> TASK LIST:
a - Copy out the passage from the forum thread that begins at the words "#1 10 months" and stops after "lose the money.", keeping every word unchanged.
b - Decide whether each statement agrees with the forum thread, answering yes or no and quoting the words that settle it: (i) Students have two weeks to decide whether to keep a class before they are charged money. (ii) Withdrawing from a class after the two weeks but before the midterm brings an academic penalty. (iii) The writer of the second post says that years in customer service and the public sector led to assuming everyone is an asshole.
c - In the third post of the forum thread, what kind of work does the writer say they have also done?

Am I a poor judge of character? 6 replies

Please wait...

Andron Taps Forum Mod

Faktrl is Best Pony

261,592 XP

10th September 2007

4 Uploads

21,746 Posts

1,754 Threads

#1 10 months ago

First off let me say I'm all too aware that you never truly know someone, but I seem to have a history of misjudging people.  And by misjudging I mean I tend to ascribe too much positivity to someone's character.  The most common example of this problem is college professors.  Here in America the university system works like so:

1) Get registered in the financial aid system.

2) Register for classes.

3) You then have two weeks to decide whether or not you wish to continue a class before money is charged.

4) If you withdraw from the class after the two weeks but before the midterm you don't get penalized academically, but you lose the money.

Now, a lot of things determine whether or not you'll withdraw: difficulty, performance, and professors.  I have become extremely cautious as of late in selecting professors.  In the past, so many have either started out as total cunts or as people who seemed decent only to turn into complete assholes.  The latter example has cost me quite a bit of time and money, not to mention emotional and psychological exhaustion.  But it's not just college professors; other students and people in general have often tricked me into thinking I could relate to them or enjoy their company.  At first, they present a decent enough image and intelligence, but over time I quickly discover their thoughts are incredibly boring and their behaviors and attitudes atrocious.  By that same token, the opposite has happened as well.  So I guess I'm just asking for advice or an evaluation: am I just a fool when it comes to social interaction and judging people?  Or is this just a normal part of life and it's a risk you have to take?


"I'd shush her zephyr." ~ Zephyr.



RadioactiveLobster Forum Admin

Jeff is a mean boss

565,400 XP

28th July 2002

0 Uploads

53,121 Posts

1,330 Threads

#2 10 months ago

Working in customer service and the public sector for many years has caused me to naturally assume everyone is an asshole.

If you expect it then you're less disappointed when it happens and pleasantly surprised when it doesn't.



If there is no image, Mikey broke something...



Andron Taps Forum Mod

Faktrl is Best Pony

261,592 XP

10th September 2007

4 Uploads

21,746 Posts

1,754 Threads

#3 10 months ago

I've also worked in retail for longer than I wish, but these experiences persist.  It's as if some part of me can't help but see through rose-colored glasses in certain scenarios.  I have admittedly become quite cynical in days pays, but I have to make sure I never let my guard down.

> INFORMATION PROVIDED:
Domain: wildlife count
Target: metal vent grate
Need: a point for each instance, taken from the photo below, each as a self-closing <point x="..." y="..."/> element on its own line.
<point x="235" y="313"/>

> ANSWERS BY TASK:
a -
#1 10 months ago

First off let me say I'm all too aware that you never truly know someone, but I seem to have a history of misjudging people.  And by misjudging I mean I tend to ascribe too much positivity to someone's character.  The most common example of this problem is college professors.  Here in America the university system works like so:

1) Get registered in the financial aid system.

2) Register for classes.

3) You then have two weeks to decide whether or not you wish to continue a class before money is charged.

4) If you withdraw from the class after the two weeks but before the midterm you don't get penalized academically, but you lose the money.

b -
(i) Yes: "You then have two weeks to decide whether or not you wish to continue a class before money is charged."
(ii) No: "you don't get penalized academically, but you lose the money."
(iii) Yes: "Working in customer service and the public sector for many years has caused me to naturally assume everyone is an asshole."

c - Retail work, done for longer than the writer wishes.